* start Document segment *
The Ice Lake Benchmark Preview: Inside Intel's 10nm
by Dr. Ian Cutress on August 1, 2019 9:00 AM EST- Posted in
- CPUs
- Intel
- GPUs
- 10nm
- Core
- Ice Lake
- Cannon Lake
- Sunny Cove
- 10th Gen Core
Power Results (15W and 25W)
Based on the SKU table, Intel was very keen to point out that all of the Y-series processors for Ice Lake and all the 15W U-series processors have cTDP up modes. This means that OEMs, if they build for it, can take advantage of a higher base power of a processor which leads to longer turbo periods and a higher frequency during sustained performance levels.
While cTDP is a good idea, one of the issues we have with the concept is that Intel’s OEM partners that design the laptops and notebooks for these processors don’t ever advertise or publicise if they’re using a CPU in cTDP up or down mode. I could understand why a vendor might not want to advertise using a down mode, but an up mode means extra performance, and it’s hard to tell from the outside what is going on.
For what it is worth, most users cannot change between these modes anyway. They are baked into the firmware and the operating system. However there are a few systems that do expose this to the user, as I recently found out with my Whiskey Lake-U platform, where the OS power plan has advanced options to set the TDP levels. Very interesting indeed.
Also, for Ice Lake-U, Intel is introducing a feature called Intel Dynamic Tuning 2.0.
We covered this in our architecture disclosure article, but the short and simple of it is that it allows OEMs to implement a system whereby the PL1/TDP of a system can change based on an algorithm over time. So it allows for higher strict turbo, and then adjusts the turbo budget over time.
This feature will be branded under Intel’s Adaptix brand, which covers all these CPU optimizations. However, it should be noted, that this feature is optional for the OEM. It requires the OEM to actually do the work to characterize the thermal profile of the system. We suspect that it will be mostly on premium devices, but as the chips roll out into cheaper systems, this will not be there. Intel is not making this feature standard.
Testing Power
Based on the time available, we weren’t able to do much power testing. What I was able to do was run a power profile during the start of our 3DPM AVX512 test in both 15W and 25W modes for the Core i7-1065G7.
The test here runs for 20 seconds, then rests for 10 seconds. Here are the first four sub-tests, and there are a lot of interesting points to note.
* end Document segment *
## Task goal
List every topic tag under "Posted in" on the Ice Lake benchmark page that has more than one word. The records after this have nothing to do with the Ice Lake benchmark page.
* start Rows *
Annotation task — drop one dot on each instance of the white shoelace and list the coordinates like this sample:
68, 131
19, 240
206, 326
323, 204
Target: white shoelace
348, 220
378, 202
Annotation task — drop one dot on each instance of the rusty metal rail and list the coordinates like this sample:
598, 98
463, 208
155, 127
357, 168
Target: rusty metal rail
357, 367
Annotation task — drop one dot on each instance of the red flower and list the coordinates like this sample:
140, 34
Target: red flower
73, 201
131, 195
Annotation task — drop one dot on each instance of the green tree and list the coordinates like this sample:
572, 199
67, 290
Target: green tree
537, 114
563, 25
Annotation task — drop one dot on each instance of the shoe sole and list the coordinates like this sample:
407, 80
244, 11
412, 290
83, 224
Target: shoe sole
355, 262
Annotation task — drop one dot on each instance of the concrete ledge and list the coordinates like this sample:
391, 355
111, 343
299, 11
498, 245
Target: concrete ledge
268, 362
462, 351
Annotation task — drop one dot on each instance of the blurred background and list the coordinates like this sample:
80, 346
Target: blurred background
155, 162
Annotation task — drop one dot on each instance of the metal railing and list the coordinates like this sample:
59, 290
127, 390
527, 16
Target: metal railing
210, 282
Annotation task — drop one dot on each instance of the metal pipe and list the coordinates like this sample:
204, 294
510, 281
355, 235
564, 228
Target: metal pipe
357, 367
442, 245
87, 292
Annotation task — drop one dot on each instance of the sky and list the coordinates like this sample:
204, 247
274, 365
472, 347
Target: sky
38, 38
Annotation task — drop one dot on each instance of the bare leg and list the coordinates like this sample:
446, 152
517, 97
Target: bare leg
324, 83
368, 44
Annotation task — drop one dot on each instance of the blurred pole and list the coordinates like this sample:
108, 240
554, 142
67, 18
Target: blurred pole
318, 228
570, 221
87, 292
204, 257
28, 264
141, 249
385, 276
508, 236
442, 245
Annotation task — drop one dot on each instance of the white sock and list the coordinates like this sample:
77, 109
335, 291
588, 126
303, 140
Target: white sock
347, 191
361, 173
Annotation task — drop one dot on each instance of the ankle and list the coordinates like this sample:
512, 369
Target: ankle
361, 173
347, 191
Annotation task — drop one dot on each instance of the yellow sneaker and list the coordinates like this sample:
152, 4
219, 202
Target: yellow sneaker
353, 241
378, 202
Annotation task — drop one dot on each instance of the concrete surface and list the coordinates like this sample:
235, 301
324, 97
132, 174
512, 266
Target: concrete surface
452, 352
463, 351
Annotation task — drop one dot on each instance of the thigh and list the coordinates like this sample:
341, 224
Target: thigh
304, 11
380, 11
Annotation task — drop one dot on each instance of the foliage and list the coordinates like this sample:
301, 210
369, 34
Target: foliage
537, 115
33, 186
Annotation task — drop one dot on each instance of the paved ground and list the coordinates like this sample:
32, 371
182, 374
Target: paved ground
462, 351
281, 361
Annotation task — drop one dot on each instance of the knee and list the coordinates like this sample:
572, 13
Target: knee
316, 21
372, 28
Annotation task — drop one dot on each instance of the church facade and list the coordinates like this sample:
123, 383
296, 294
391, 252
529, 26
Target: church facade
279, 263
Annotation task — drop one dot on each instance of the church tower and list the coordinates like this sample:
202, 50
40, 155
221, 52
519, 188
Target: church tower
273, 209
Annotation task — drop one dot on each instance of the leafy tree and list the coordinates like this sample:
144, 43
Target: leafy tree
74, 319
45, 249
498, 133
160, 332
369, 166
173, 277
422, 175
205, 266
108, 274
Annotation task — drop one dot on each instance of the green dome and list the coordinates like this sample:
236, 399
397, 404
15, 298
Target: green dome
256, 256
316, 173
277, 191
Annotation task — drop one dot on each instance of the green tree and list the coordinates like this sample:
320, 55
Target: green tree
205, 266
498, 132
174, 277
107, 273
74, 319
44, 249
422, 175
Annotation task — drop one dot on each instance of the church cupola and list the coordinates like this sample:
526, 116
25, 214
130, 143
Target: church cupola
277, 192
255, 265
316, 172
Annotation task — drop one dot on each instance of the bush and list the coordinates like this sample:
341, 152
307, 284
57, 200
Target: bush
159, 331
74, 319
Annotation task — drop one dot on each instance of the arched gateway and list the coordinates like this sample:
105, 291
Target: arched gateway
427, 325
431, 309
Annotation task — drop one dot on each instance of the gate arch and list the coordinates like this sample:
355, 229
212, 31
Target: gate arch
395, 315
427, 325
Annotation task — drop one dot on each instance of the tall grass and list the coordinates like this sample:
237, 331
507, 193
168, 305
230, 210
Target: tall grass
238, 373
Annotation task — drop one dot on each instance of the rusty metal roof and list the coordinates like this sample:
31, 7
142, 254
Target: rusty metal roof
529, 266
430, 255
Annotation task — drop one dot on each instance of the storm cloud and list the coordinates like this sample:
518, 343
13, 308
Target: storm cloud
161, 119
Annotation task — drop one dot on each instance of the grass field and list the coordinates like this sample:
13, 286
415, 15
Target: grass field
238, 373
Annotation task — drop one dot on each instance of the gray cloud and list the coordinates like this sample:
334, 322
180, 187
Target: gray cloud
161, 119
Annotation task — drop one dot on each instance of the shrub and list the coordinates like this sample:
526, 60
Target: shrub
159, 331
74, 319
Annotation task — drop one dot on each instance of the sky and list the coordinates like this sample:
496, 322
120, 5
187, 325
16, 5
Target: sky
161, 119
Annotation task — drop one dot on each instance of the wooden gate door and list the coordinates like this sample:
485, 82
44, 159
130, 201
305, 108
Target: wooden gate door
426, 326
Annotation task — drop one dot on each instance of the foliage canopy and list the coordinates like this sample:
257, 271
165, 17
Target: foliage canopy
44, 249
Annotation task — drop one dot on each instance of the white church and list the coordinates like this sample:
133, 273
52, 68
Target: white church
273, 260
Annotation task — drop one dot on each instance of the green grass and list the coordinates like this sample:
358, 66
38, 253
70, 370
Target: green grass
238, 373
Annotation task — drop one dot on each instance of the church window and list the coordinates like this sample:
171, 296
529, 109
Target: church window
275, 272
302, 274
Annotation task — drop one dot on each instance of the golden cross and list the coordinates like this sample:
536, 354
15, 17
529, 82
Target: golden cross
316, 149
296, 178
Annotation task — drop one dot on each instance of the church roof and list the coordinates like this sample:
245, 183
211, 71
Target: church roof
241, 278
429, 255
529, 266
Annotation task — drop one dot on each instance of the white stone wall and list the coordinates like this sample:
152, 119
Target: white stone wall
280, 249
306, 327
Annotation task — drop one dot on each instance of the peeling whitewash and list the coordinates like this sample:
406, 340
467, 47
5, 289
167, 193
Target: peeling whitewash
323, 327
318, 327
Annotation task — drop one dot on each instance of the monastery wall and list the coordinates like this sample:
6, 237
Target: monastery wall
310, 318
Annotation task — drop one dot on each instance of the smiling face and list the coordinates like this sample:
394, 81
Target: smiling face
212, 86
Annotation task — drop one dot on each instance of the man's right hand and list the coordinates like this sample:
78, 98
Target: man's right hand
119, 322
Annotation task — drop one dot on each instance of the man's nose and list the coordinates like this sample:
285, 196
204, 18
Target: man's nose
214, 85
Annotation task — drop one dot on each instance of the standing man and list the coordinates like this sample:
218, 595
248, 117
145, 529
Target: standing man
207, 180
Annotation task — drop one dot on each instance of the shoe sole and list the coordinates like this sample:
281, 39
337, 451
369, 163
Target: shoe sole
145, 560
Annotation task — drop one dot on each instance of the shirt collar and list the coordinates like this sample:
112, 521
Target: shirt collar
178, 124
* end Rows *
## Result for this task
Ice Lake, Cannon Lake, Sunny Cove, 10th Gen Core